THE EXERCISE
Every record that follows must be duplicated exactly, with images left out.
:: DATA FOR THIS EXERCISE
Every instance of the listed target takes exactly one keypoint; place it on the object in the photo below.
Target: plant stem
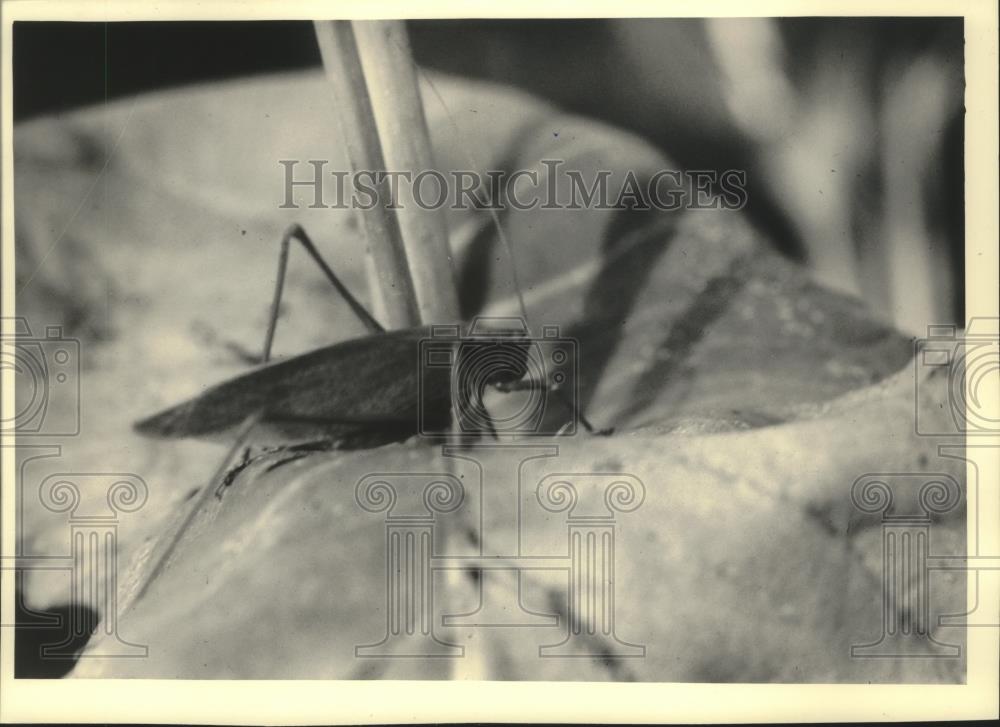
(384, 49)
(394, 300)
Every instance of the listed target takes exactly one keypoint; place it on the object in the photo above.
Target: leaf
(728, 375)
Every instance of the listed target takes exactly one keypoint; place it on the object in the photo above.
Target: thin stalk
(395, 299)
(384, 49)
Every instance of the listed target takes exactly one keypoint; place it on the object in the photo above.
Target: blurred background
(850, 130)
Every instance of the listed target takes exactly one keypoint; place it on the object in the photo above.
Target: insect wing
(364, 380)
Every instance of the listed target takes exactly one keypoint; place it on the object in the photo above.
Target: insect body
(387, 386)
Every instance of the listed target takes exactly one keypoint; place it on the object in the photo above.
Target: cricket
(388, 385)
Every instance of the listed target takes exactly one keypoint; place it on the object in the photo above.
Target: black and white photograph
(497, 348)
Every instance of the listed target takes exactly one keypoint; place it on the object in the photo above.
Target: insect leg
(295, 232)
(569, 401)
(242, 434)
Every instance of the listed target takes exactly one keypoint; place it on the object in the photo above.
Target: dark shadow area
(54, 629)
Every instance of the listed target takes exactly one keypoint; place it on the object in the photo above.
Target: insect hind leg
(297, 233)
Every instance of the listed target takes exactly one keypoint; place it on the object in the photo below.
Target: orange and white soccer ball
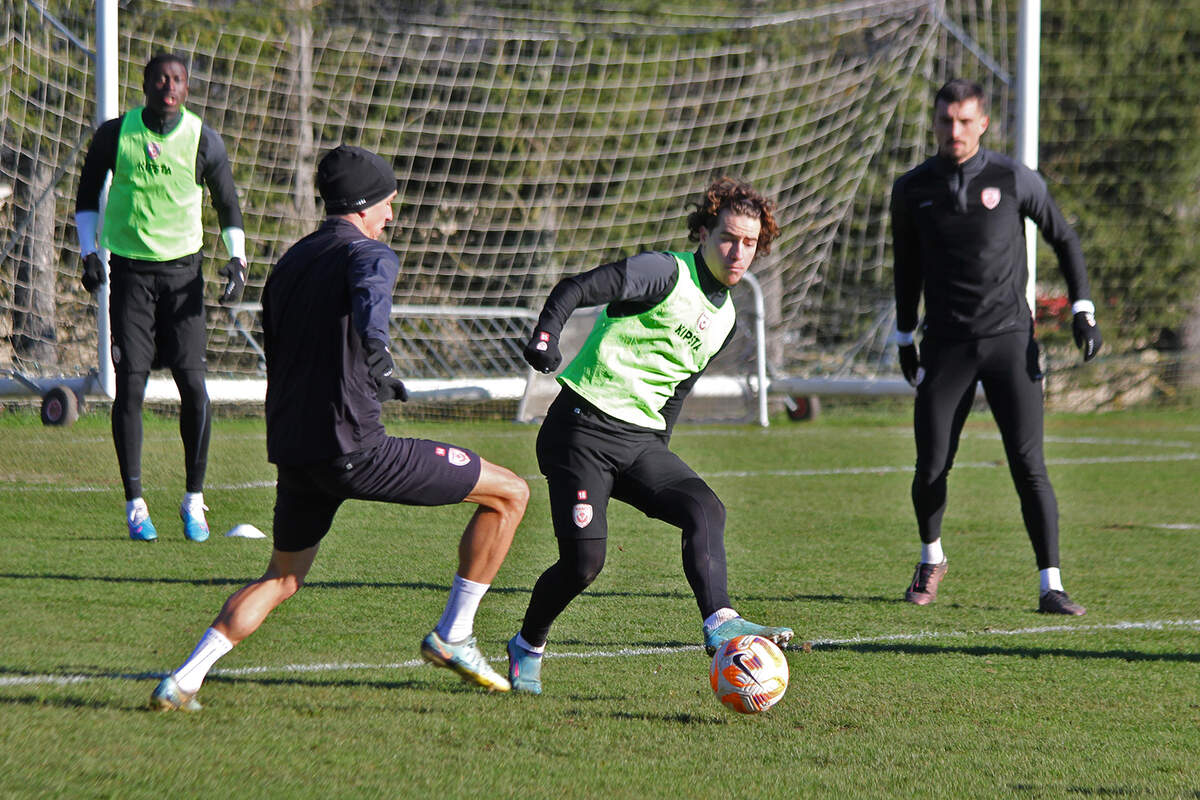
(749, 674)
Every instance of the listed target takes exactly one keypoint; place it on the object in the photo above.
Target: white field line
(624, 653)
(741, 473)
(977, 464)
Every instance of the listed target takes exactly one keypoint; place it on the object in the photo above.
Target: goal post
(528, 145)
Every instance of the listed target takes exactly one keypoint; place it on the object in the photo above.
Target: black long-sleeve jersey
(959, 235)
(213, 167)
(328, 294)
(629, 287)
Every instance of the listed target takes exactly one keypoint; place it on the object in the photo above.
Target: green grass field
(976, 696)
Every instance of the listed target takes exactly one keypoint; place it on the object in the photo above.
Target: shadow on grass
(1024, 653)
(244, 581)
(669, 719)
(228, 687)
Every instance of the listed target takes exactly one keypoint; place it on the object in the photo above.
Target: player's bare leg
(241, 614)
(502, 499)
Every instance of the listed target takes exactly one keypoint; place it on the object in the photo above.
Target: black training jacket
(959, 236)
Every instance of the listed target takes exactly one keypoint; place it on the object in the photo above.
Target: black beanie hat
(351, 179)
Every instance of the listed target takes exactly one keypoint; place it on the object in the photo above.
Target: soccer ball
(749, 674)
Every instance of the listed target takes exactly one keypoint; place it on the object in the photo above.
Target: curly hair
(737, 197)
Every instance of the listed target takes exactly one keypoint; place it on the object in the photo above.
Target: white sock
(459, 619)
(931, 553)
(718, 618)
(191, 673)
(193, 500)
(136, 510)
(525, 645)
(1051, 579)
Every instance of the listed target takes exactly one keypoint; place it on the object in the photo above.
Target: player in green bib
(160, 156)
(607, 433)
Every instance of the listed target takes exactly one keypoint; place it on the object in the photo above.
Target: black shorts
(588, 457)
(408, 471)
(157, 314)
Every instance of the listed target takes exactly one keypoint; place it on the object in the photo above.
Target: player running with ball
(607, 433)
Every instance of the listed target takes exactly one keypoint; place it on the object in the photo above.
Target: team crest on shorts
(455, 456)
(582, 515)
::::
RESPONSE
Every instance of the listed target takes exactly one keypoint; place it on the object in the photo below.
Target: plant stem
(384, 49)
(394, 300)
Every instance of the listed target takes exactly one keypoint; place it on the object in the photo above.
Target: leaf
(728, 375)
Every instance of the listed target takes exactly one keypoint; place it on the object in the photo above.
Target: thin stalk
(395, 299)
(384, 49)
Every instance of the listed target takes exactly one keypoint; place it on the object in the photo above.
Target: blurred background
(850, 130)
Every instance of the listed target takes exactly one keypoint; place it on the object in the photo above.
Target: insect wing
(364, 380)
Every instance of the listed target takes exactly one keypoint; place it on the object in the photo above.
Target: insect body
(387, 386)
Every instance of the listed target takes exactly one keypoint; place it on the object in the photo above.
Target: cricket
(388, 385)
Every instance of the listed target takes exactly one keypoint; place it on the object in the photo above.
Target: black and white photograph
(497, 348)
Every instance of the listed target takes exactly one keypoint; place it on the object in the photo above.
Target: insect leg
(295, 232)
(569, 401)
(242, 434)
Every instance of the listed target takes exactly one keypoint; place it on the object in the photo above.
Target: dark shadow area
(54, 629)
Every instance of the listed target takes exactly one keypoint; place it on the object in the photo above.
Target: insect hind leg
(297, 233)
Every instance of the listed target takes exactly one keypoint; place it on the object in the photo below.
Target: orange and white soccer ball
(749, 674)
Every instance of the listed target takes exactly one keypoint; place it on the object in the photo above.
Target: white field line
(624, 653)
(741, 473)
(977, 464)
Every instance of the listed target takes exactly one keypoint; place it on the object in the photo above.
Target: goal post
(528, 145)
Every instance of the listed target takes exactly one keypoint; place it on the object in the photo above.
Target: black long-sleeve jersey
(959, 235)
(213, 167)
(328, 294)
(629, 287)
Every instance of the listed target takes exactly one keypoint; place it on the object in the photo above.
Target: green grass field
(976, 696)
Every instance of the listed target takes exactly one keypoint; place it on the object in the photo above.
Target: shadow on grass
(1024, 653)
(244, 581)
(669, 719)
(228, 687)
Every instance of the listed target takes exactly one keypoint; place it on the object in the photo above.
Target: player's bare leg
(241, 614)
(502, 499)
Every instance of the listed target takes exactly one keypoint; place it on the object in the photo above.
Target: black training jacket
(959, 236)
Every instance of the listed target takes exactly one keypoint; place it on the object in the photo above.
Target: black beanie hat
(351, 179)
Every instance of the listed target takes exactly one keypoint; place it on the object in the photo above.
Target: soccer ball
(749, 674)
Every instance of the listed target takes exactly one keypoint; place it on the object in the photo above.
Target: curly hair
(737, 197)
Every instance of the listed target takes exactly one keypoint; place it on the object in the photo above.
Target: white sock
(459, 619)
(931, 553)
(718, 618)
(191, 673)
(193, 500)
(136, 510)
(525, 645)
(1051, 579)
Every instance of the listed target takes exactly one keypoint; place it on the object in the photo above.
Target: player in green bib
(160, 156)
(607, 433)
Every instance of the listed target takes exactly one keypoint; place it on the object in the photo above.
Target: black shorts
(588, 457)
(408, 471)
(157, 314)
Every instance of the listed target takes exactly one keypoint; place it on the object in the photo above.
Target: player running with ball
(607, 433)
Every instance of the listed target takes exactly one keypoint; place it on the object in the photo above.
Target: team crest on shorts
(455, 456)
(582, 515)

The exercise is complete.